## start PASSAGE TO READ

The INEOS era at Manchester United was supposed to feel different by now. Sharper, more decisive, less vulnerable to the old missteps that turned too many summers into sagas. After a far cleaner year of business in 2025, they had earned a measure of trust.

Pre-season is here, and that credit is already being tested.

United’s recruitment drive, again, looks like a plan fraying at the edges. A marquee midfield signing has been treated as non-negotiable at Old Trafford, the cornerstone of Michael Carrick’s next step. Yet, one by one, the names are slipping away.

  • Elliot Anderson to Manchester City.
  • Mateus Fernandes to Tottenham Hotspur.
  • Aurelien Tchouameni staying at Real Madrid.

That last one stings in a way United fans know too well. Once more, a global star flirts with the idea of Old Trafford only to turn it into leverage for a new deal elsewhere. The echoes of Sergio Ramos in 2015 are hard to ignore. United as stalking horse. United as bargaining chip. United as the club that makes the phone ring for someone else.

And while smaller, quieter deals tick along in the background, the mood around Manchester is laced with déjà vu.

## end PASSAGE TO READ
## start SUPPLIED INFORMATION

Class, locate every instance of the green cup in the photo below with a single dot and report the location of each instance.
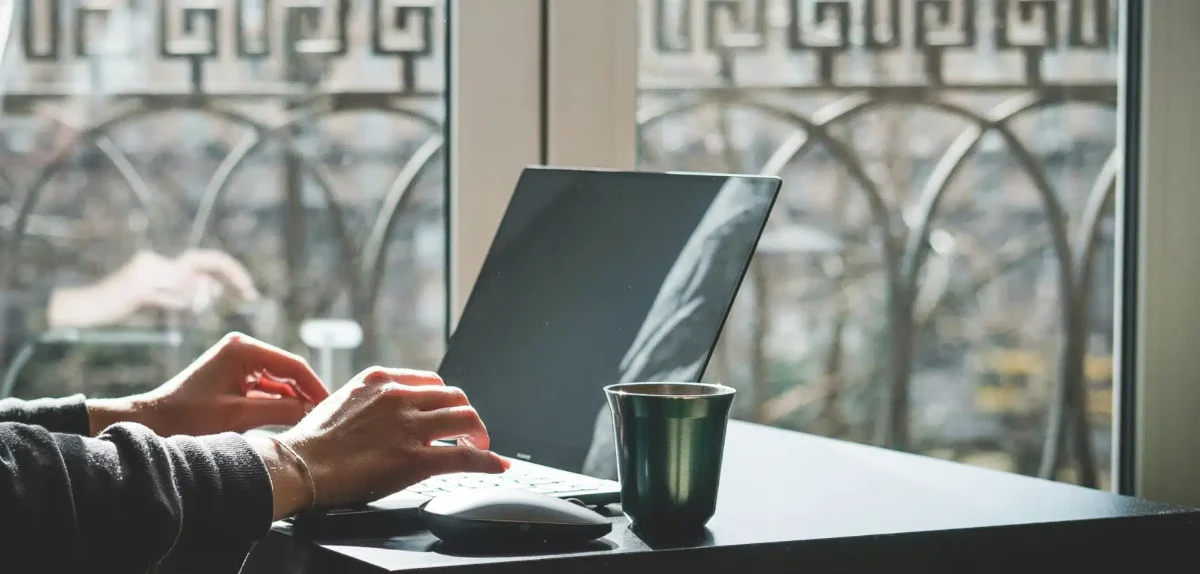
(670, 442)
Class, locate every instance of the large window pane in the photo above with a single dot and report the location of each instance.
(304, 138)
(937, 275)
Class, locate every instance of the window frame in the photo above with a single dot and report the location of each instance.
(495, 126)
(591, 93)
(1158, 338)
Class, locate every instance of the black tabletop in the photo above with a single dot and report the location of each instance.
(792, 501)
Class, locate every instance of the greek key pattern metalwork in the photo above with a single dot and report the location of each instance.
(825, 30)
(718, 47)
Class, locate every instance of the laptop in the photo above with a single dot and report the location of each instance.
(593, 277)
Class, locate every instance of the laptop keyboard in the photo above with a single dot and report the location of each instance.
(516, 479)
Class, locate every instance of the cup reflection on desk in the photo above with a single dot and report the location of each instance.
(670, 442)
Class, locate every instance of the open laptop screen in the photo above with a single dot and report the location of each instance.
(597, 277)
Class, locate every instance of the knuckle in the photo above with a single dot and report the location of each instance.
(376, 375)
(233, 338)
(456, 395)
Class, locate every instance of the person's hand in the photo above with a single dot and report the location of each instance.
(217, 393)
(151, 281)
(373, 437)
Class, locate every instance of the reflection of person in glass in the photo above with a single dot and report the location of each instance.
(676, 338)
(147, 281)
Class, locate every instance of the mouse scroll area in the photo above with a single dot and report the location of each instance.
(499, 516)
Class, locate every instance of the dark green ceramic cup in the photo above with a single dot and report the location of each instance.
(670, 442)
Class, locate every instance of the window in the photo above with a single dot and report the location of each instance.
(940, 273)
(315, 142)
(976, 192)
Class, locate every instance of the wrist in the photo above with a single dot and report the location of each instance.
(291, 485)
(103, 413)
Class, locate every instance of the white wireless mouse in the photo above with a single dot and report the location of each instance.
(496, 516)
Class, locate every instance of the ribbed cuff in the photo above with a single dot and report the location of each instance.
(67, 416)
(247, 500)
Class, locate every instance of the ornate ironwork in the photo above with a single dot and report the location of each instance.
(803, 75)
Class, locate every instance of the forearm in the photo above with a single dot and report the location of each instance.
(67, 414)
(127, 498)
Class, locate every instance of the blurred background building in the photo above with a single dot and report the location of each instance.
(937, 275)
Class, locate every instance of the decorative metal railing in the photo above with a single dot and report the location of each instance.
(949, 168)
(803, 88)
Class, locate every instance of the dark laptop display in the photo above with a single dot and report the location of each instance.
(597, 277)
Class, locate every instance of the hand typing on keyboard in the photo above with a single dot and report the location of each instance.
(373, 437)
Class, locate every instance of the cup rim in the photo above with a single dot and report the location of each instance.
(717, 389)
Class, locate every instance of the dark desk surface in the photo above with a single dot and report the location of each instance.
(792, 501)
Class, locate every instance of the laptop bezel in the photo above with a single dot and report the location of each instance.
(777, 184)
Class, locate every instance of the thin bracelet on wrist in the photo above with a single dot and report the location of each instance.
(304, 470)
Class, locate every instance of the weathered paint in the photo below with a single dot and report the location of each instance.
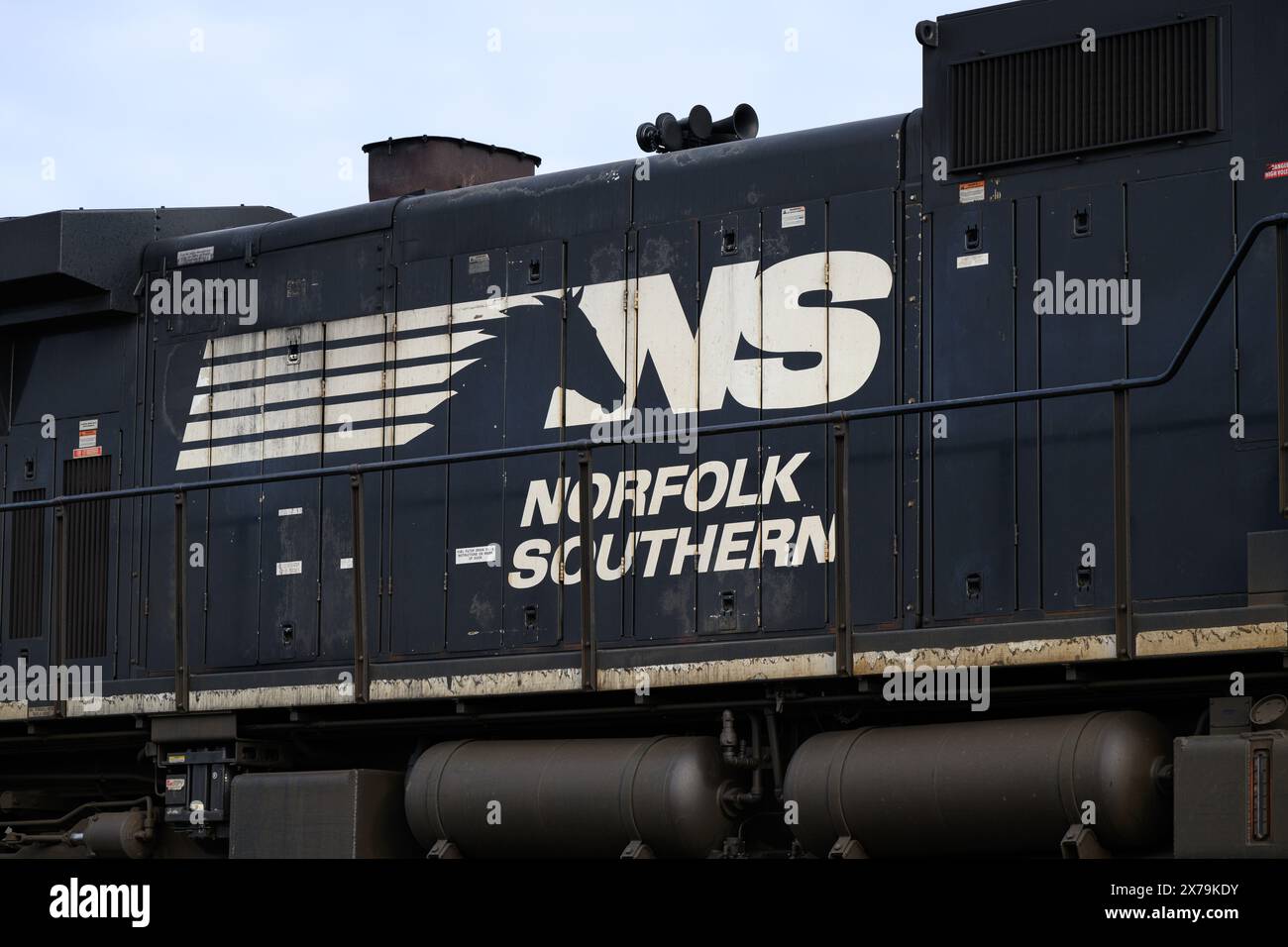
(123, 703)
(996, 655)
(477, 684)
(292, 696)
(730, 672)
(1209, 641)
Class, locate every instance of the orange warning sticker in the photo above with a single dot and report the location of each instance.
(970, 191)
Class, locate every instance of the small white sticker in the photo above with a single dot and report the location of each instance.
(202, 254)
(488, 554)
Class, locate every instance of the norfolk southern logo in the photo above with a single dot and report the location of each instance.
(787, 337)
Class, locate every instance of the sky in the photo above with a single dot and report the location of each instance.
(193, 102)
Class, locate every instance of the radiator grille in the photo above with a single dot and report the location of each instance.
(1136, 86)
(26, 567)
(88, 544)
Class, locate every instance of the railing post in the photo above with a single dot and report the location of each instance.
(181, 682)
(587, 510)
(1124, 624)
(361, 668)
(840, 561)
(1282, 338)
(58, 639)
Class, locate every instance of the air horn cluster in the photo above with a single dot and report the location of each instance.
(669, 133)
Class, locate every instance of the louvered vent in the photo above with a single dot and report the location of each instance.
(26, 567)
(88, 544)
(1137, 86)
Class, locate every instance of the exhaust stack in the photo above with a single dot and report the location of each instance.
(424, 163)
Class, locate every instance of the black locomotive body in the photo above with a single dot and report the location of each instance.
(344, 460)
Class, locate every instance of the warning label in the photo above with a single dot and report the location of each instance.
(487, 554)
(88, 434)
(187, 258)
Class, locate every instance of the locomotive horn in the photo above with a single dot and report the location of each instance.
(742, 125)
(697, 128)
(662, 134)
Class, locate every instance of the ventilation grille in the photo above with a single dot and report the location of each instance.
(1136, 86)
(88, 543)
(26, 567)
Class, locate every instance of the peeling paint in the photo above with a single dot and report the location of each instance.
(1206, 641)
(1202, 641)
(1001, 655)
(258, 697)
(477, 684)
(123, 703)
(776, 668)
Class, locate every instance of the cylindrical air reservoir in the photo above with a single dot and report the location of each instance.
(996, 787)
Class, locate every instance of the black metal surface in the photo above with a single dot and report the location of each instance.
(572, 797)
(26, 561)
(997, 787)
(86, 534)
(1132, 88)
(930, 536)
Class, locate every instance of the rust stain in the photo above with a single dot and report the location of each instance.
(477, 684)
(123, 703)
(1006, 654)
(1205, 641)
(256, 697)
(778, 668)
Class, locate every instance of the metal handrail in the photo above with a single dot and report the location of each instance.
(841, 420)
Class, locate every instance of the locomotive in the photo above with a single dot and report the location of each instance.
(913, 486)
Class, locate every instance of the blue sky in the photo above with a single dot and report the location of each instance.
(124, 105)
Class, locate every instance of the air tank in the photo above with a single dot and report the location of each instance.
(988, 788)
(576, 797)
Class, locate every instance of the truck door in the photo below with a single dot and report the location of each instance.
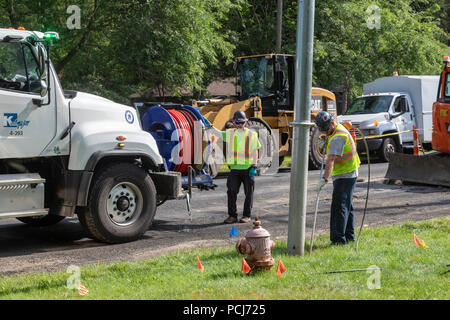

## end SUPPLIED INFORMATION

### SHORT PROBLEM
Please resume the Manchester United transfer passage, picking up right after its final sentence. The items have nothing to do with the Manchester United passage.

### RESULT FOR THIS EXERCISE
The summer that feels like 2023

The pattern is unnervingly familiar.

In 2023, United entered the market from a position of relative strength. Erik ten Hag had just delivered a Carabao Cup, a third-place finish, and a sense that the club finally had a manager capable of restoring some order. The season had ended on a flat note — an FA Cup final defeat, a Europa League exit, and that brutal 7-0 humiliation at Anfield — but the direction of travel still looked positive.

Talk turned to elite names. Harry Kane. Declan Rice. Players who would have screamed ambition.

The reality? Rasmus Hojlund, Andre Onana and Mason Mount. Useful players, certainly. But not the transformational headline acts that had been teased.

Mount’s United career never really got going, repeatedly derailed by injuries across three difficult seasons. Onana and Hojlund were both shipped out on loan last term, the Dane now gone for good after sealing a permanent move to Napoli. The bold new spine never hardened; it cracked.

Fast forward to now. Carrick has steered United back into the Champions League, another third-place finish restoring a degree of stability. The stage feels similar. So do the early moves.

A new goalkeeper is on his way in Karl Darlow. Solid, experienced, but no game-changer. Andrey Santos is expected to arrive from Chelsea in a deal north of £50m, a sizeable outlay on another emerging midfielder from Stamford Bridge, three years after Mount walked through the same doors.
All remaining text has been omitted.